# Article start

When we visited last December, we asked for and got Bldg 45 with a perfect view of the canal.

Good luck and enjoy OKW!


----------



## Serina (Dec 26, 2014)

Thanks for the advice! I wasn't sure if I should call MS or the front desk at Old Key West.


----------



## JimMIA (Dec 26, 2014)

Either one will work.  I called MS because the resort doesn't actually have the reservation until a week or so prior to your arrival.  

I frankly don't know whether placing a request earlier helps or hurts, but I didn't want to leave it to the last minute and then forget to call.


----------



## ineedavacation33 (Dec 27, 2014)

I filled out our preferences when it was time for the Disney online check-in, which I'm not sure does much.  On our trip in November, the desk was more than willing to let us pick which building we wanted to be in (based on open units).  Just ask when you check-in.


----------



## JimMIA (Dec 27, 2014)

ineedavacation33 said:


> I filled out our preferences when it was time for the Disney online check-in, which I'm not sure does much.  On our trip in November, the desk was more than willing to let us pick which building we wanted to be in (based on open units).  Just ask when you check-in.


That works sometimes.  My experience, however, has been that asking at checkin is the least successful strategy.  

Often, nothing works -- but waiting until checkin _guarantees_ that your only options will be whatever is available.  Some CMs try hard to help, others not so much.  I've honestly only had luck with that when asking for VERY simple preferences, like "not first floor."

But *it never hurts to ask* at checkin if you didn't make any requests previously.


----------

# Article end
# Collected material start

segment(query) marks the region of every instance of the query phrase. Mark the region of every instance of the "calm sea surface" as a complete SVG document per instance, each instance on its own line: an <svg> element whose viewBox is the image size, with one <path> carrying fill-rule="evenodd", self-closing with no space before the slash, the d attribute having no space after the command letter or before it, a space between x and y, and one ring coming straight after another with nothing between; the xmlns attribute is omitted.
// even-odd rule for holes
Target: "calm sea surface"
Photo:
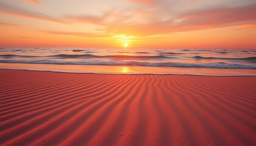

# Collected material end

> Objective 1:
Answer these questions about the Old Key West thread, one answer per line:
(a) Which building did the first poster get on last December's visit?
(b) According to JimMIA, when does the resort actually get the reservation?
(c) In what month did ineedavacation33 make the trip mentioned?
> Objective 2: Extract everything in the Old Key West thread from "Thanks for the" down to "to your arrival.", unchanged.

> Answer 1:
(a) Bldg 45, with a perfect view of the canal.
(b) A week or so prior to arrival.
(c) November.

> Answer 2:
Thanks for the advice! I wasn't sure if I should call MS or the front desk at Old Key West.


----------



## JimMIA (Dec 26, 2014)

Either one will work.  I called MS because the resort doesn't actually have the reservation until a week or so prior to your arrival.